So you can see from the above, the game progressed from “rough-but-playable”, to adding in some half baked but necessary changes, on to “solid-but-excessive” before speeding off into the sunset and into a disastrously ill-conceived revamp. If you could take the best parts of the second edition Compendium, strip it down to just cars, cycles, and trikes and then get rid of the most problematic equipment like jump jets, gyrosluggers, and laser guidance link… then you’d have just about the best possible Car Wars set around. And that’s what this fourth edition reprint is!

Want to get more of the accessible road rage feel of black plastic box edition…? Drop the speed modifiers altogether, allow “me too” fire, and go back to resetting handling status at the end of the turn. Irritated by the clunkiness of the “variant fire rules”? Grab a stray copy of 5th edition and declare the newest fire rules in effect. Want more vehicle types and equipment to tinker with? Get a copy of Car Wars Compendium and you’re ready to roll; everything in it is fully compatible and you’ll have everything except the Tank Wars and Aeroduel expansions. (And I can’t remember hearing of anyone playing that military type stuff much anyway, so don’t fret too much if you don’t track it down. What are you, a completist or something?!)

That said, I have to say that if you look at trends in board game design for the past twenty years or so, it sure seems to have been proceeding with an overall trajectory that’s completely opposite from the way that Car Wars was developing in the eighties. Tastes have changed. I could try to play that off by arguing that all that stuff is exactly what makes the game stand out from the everything else that’s on the game store shelves right now, but let’s be real here. The people that played the game back in the day were in deadly earnest about getting the physics of ejection seats and 3D ramps correct. World championship events could threaten to permanently ruin friendships with heated arguments over whether a car could dodge an impending ram by triggering jump jets. (See ADQ 9/3 for a full account. It wouldn’t be until ADQ 10/1 that Ken Scott nailed down a satisfying solution to that problem.) The people that developed the game took it for granted that gamers would want hovercraft rules that required the use of vector arrows and protractors in order to correctly adjudicate them. The sort of people that really care about that kind of thing… they’re all basically gone now. (Seriously, it really is like three or four people that still care. And they don’t have as much time to game as we all did back when we were teenagers, either!)

One of the strangest Car Wars supplements ever produced. You’ll find neither the superhero rules nor the helicopters in the fourth edition reprint.

And more than that, the kids who played that game back then… they didn’t just care about whether plastique would explode if you set it on fire. They really fretted over whether or not it was a good idea for their cycle gang to let their victims live. I mean, if those drivers walked back into town on foot with maybe a canteen and a heavy pistol, wouldn’t they get the word out about the cycles’ colors and bring down the police or vigilantes down on them? (See the “Backfire” section of ADQ 4/2 for full details on this gripping moral quandary.) I know the game is loaded with tongue in cheek elements with off the wall groups and organizations ranging from EDSEL to BLUD and ARF, but… it’s almost impossible to imagine how serious this game was taken when it was top dog. The guys for whom gaming consists primarily of pushing colored wooden bits around in Puerto Rico, Al Hambra, and Power Grid today… I really don’t know if they could wrap their heads around something like that. Everything from the general attitude that what you learn in physics class should supersede the actual rules during competitive play to completely random aspects of the game ending up having surprising consequences when people start spontaneously role-playing this stuff… it’s just utterly foreign to them. (And there’s some things you can’t understand until it actually happens to you. Like watching your character dodge Vulcan Machine Gun fire as he dives under an opposing car only to end up getting a Dropped Spike Plate™ unloaded onto him before he can fire hand weapons at the car’s unprotected underbody.)

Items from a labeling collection

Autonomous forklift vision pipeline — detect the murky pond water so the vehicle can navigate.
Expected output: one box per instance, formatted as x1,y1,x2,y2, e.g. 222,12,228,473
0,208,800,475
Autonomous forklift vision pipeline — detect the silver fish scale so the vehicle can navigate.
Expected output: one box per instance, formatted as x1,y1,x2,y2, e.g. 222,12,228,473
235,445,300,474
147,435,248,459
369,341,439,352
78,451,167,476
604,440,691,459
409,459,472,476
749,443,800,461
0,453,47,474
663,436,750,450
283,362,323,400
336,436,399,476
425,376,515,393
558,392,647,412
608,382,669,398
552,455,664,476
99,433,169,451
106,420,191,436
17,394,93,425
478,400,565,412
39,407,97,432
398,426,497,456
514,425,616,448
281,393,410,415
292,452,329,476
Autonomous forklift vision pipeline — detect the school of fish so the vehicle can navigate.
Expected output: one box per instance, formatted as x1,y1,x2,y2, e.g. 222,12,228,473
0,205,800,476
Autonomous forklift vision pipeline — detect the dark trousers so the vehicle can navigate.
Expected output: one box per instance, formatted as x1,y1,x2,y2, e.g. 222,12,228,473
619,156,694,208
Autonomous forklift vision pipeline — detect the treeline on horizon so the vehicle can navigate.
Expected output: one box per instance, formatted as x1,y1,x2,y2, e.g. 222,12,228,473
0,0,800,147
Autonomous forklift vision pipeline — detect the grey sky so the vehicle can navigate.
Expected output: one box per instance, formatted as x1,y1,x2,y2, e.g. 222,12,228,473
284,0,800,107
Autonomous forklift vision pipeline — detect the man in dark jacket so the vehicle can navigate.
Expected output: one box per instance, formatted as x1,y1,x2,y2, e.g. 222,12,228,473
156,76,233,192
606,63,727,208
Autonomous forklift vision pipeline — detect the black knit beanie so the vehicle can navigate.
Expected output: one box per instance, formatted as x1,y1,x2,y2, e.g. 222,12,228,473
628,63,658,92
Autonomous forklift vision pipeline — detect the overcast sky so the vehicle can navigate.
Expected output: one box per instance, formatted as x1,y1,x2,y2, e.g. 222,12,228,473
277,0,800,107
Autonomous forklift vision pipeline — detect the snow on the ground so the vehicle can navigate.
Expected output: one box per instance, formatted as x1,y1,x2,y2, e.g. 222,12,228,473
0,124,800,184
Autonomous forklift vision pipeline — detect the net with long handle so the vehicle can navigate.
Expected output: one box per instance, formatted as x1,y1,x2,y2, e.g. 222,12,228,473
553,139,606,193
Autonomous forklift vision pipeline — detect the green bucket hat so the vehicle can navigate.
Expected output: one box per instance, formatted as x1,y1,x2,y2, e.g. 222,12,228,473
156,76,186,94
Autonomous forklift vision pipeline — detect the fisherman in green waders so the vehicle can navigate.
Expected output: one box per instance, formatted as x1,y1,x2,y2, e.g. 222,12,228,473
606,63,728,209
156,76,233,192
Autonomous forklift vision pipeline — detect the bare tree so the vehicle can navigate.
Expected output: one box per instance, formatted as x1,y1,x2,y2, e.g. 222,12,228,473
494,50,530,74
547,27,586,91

Problems to work on
1. Please answer these questions about the Car Wars text:
(a) Which two expansions does the text say you won't get with Car Wars Compendium?
(b) In which ADQ issue did Ken Scott settle the problem of dodging a ram with jump jets?
(c) Which section of ADQ 4/2 covers the question of letting a cycle gang's victims live?
2. Rewrite the Car Wars text from "So you can see" to "edition reprint is!", changing "trikes" to "vans".
3. List the board games other than Car Wars that the Car Wars text names as what some people play today.

Task answers
1.
(a) Tank Wars and Aeroduel
(b) ADQ 10/1
(c) The "Backfire" section

2.
So you can see from the above, the game progressed from “rough-but-playable”, to adding in some half baked but necessary changes, on to “solid-but-excessive” before speeding off into the sunset and into a disastrously ill-conceived revamp. If you could take the best parts of the second edition Compendium, strip it down to just cars, cycles, and vans and then get rid of the most problematic equipment like jump jets, gyrosluggers, and laser guidance link… then you’d have just about the best possible Car Wars set around. And that’s what this fourth edition reprint is!

3. Puerto Rico, Al Hambra, Power Grid